>>

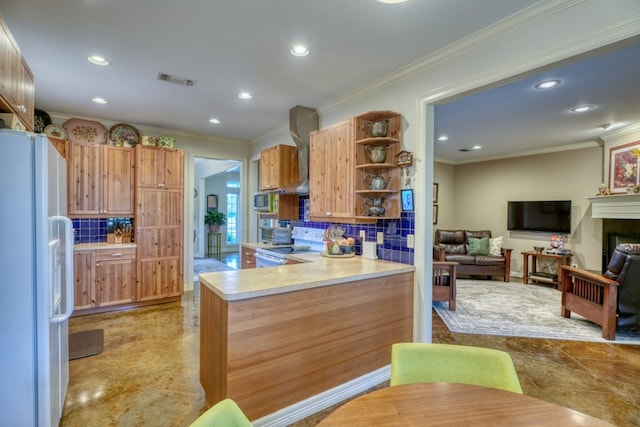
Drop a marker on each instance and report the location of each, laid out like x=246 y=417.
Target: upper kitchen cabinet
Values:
x=378 y=139
x=159 y=167
x=352 y=177
x=331 y=173
x=16 y=80
x=100 y=180
x=278 y=167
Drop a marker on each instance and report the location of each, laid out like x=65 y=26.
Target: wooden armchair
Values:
x=444 y=282
x=590 y=295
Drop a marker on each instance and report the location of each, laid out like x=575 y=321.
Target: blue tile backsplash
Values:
x=395 y=233
x=93 y=230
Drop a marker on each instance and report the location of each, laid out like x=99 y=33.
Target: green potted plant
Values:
x=214 y=219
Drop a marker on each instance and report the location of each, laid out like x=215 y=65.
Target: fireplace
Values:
x=615 y=232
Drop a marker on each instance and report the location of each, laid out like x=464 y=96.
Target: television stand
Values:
x=532 y=274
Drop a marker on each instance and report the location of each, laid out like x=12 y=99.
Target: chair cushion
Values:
x=423 y=362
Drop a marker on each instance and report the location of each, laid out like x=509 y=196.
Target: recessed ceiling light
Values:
x=299 y=50
x=547 y=84
x=98 y=60
x=582 y=108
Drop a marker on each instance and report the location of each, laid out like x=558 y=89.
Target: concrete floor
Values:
x=148 y=372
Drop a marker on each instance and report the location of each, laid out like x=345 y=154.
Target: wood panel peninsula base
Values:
x=272 y=337
x=530 y=272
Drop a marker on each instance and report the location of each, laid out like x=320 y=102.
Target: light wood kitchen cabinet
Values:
x=100 y=180
x=84 y=280
x=159 y=167
x=247 y=257
x=387 y=170
x=115 y=276
x=159 y=217
x=103 y=277
x=331 y=173
x=16 y=80
x=278 y=167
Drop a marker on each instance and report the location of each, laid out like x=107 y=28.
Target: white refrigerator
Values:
x=36 y=280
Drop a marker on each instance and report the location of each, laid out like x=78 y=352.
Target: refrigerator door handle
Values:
x=68 y=265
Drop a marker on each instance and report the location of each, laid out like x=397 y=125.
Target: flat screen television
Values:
x=552 y=216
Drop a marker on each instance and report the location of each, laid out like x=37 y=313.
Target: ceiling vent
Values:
x=177 y=80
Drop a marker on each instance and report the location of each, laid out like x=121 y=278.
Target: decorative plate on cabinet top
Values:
x=56 y=131
x=85 y=131
x=123 y=135
x=41 y=120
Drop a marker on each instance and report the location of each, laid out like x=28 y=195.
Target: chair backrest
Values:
x=425 y=362
x=225 y=413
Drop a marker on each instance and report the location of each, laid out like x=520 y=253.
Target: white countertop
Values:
x=316 y=271
x=102 y=245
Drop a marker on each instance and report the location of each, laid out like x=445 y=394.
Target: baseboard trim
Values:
x=321 y=401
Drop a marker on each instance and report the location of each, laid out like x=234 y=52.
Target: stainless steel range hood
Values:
x=302 y=121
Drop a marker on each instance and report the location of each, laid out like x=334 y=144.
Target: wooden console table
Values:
x=538 y=276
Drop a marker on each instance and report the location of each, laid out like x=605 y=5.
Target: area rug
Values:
x=512 y=309
x=208 y=265
x=86 y=343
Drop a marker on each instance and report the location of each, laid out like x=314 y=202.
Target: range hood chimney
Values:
x=302 y=121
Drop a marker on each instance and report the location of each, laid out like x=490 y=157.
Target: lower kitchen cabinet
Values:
x=84 y=280
x=115 y=276
x=103 y=278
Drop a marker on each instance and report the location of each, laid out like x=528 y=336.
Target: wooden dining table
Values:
x=450 y=404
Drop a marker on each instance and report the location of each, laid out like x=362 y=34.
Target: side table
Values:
x=539 y=276
x=214 y=244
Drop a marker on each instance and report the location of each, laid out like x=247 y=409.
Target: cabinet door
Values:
x=84 y=179
x=267 y=165
x=118 y=188
x=159 y=278
x=115 y=281
x=149 y=164
x=159 y=167
x=342 y=169
x=319 y=174
x=84 y=290
x=331 y=172
x=173 y=168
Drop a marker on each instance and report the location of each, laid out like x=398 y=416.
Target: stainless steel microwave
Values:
x=261 y=202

<<

DETALHES DA TAREFA:
Edite todos os itens acima, substituindo "Drop a marker" por "Place a pin" e mantendo todo o restante inalterado. Omita as imagens na resposta.

RESPOSTA A SEGUIR:
Place a pin on each instance and report the location of each, laid out like x=246 y=417.
Target: upper kitchen cabinet
Values:
x=378 y=139
x=159 y=167
x=352 y=177
x=331 y=173
x=16 y=80
x=100 y=180
x=278 y=167
Place a pin on each instance and report the location of each, laid out like x=65 y=26.
Target: wooden armchair
Values:
x=444 y=282
x=590 y=295
Place a pin on each instance and report the location of each, laid out like x=575 y=321.
Target: blue tile backsplash
Values:
x=395 y=233
x=93 y=230
Place a pin on each instance and report the location of each, laid out like x=99 y=33.
Target: green potted plant
Values:
x=214 y=219
Place a pin on each instance and report the location of each, laid out like x=215 y=65.
Target: fireplace
Values:
x=615 y=232
Place a pin on each instance and report the location of each, laid out like x=464 y=96.
Target: television stand
Values:
x=532 y=274
Place a pin on each instance and report the location of each, laid out like x=12 y=99.
Target: chair cushion
Values:
x=423 y=362
Place a pin on each instance and report the location of each, laid out like x=509 y=196.
Target: recessed ceiling light
Values:
x=299 y=50
x=547 y=84
x=98 y=60
x=582 y=108
Place a pin on each instance and report the location of each, laid out like x=558 y=89.
Target: concrete floor
Values:
x=148 y=372
Place a pin on each instance and report the location of each, laid out like x=345 y=154.
Target: wood panel peninsula base
Values:
x=272 y=337
x=530 y=272
Place a pin on each instance and report the location of each, laid out like x=320 y=102.
Target: light wood kitchen cabinet
Values:
x=100 y=180
x=84 y=280
x=159 y=167
x=247 y=257
x=387 y=170
x=115 y=276
x=159 y=217
x=103 y=277
x=331 y=173
x=16 y=80
x=278 y=167
Place a pin on each instance and report the location of each, laid out like x=107 y=28.
Target: white refrigerator
Values:
x=36 y=280
Place a pin on each instance and report the location of each, laid out like x=78 y=352.
Target: refrigerator door handle
Values:
x=68 y=265
Place a pin on each instance and report the location of each, laid out like x=397 y=125.
Target: flat screen television
Values:
x=552 y=216
Place a pin on each instance and report the location of each, laid out like x=37 y=313.
Target: ceiling vent
Values:
x=177 y=80
Place a pin on each instance and report the location of each, laid out like x=121 y=278.
Target: decorative plate on cabinet top
Values:
x=56 y=131
x=85 y=131
x=123 y=135
x=41 y=120
Place a pin on each instance and report the location of each, laid out like x=28 y=195.
Target: chair backrest
Values:
x=425 y=362
x=225 y=413
Place a pin on each instance and report the location of each, laid out like x=520 y=253.
Target: white countertop
Values:
x=316 y=271
x=102 y=245
Place a pin on each instance and report the location of each, laid out like x=445 y=394.
Target: baseboard trim
Values:
x=321 y=401
Place a pin on each instance and report the location of each, laid out like x=234 y=52.
Target: stainless steel range hood
Values:
x=302 y=121
Place a pin on each instance and report the location of each, laid out like x=334 y=144.
Target: wooden console table
Values:
x=538 y=276
Place a pin on each instance and report the location of each, laid out like x=605 y=5.
Target: area rug
Values:
x=512 y=309
x=208 y=265
x=86 y=343
Place a pin on each instance and report the location of each, laid out like x=314 y=202.
Target: range hood chimney
Values:
x=302 y=121
Place a pin on each instance and report the location of each, laid out like x=490 y=157.
Target: lower kitchen cabinet
Values:
x=84 y=280
x=115 y=276
x=103 y=278
Place a pin on each instance and report the location of each, laid out like x=528 y=336.
Target: wooden dining table
Values:
x=450 y=404
Place a pin on each instance and report the location of each, laid out like x=362 y=34.
Target: side table
Values:
x=539 y=276
x=214 y=244
Place a pin on each instance and report the location of each, laid out like x=247 y=409.
Target: cabinet door
Values:
x=84 y=179
x=267 y=165
x=118 y=188
x=159 y=278
x=115 y=281
x=149 y=164
x=159 y=167
x=342 y=169
x=319 y=174
x=84 y=290
x=331 y=172
x=173 y=168
Place a pin on each instance and report the location of each, laid out like x=398 y=416.
Target: stainless steel microwave
Values:
x=261 y=202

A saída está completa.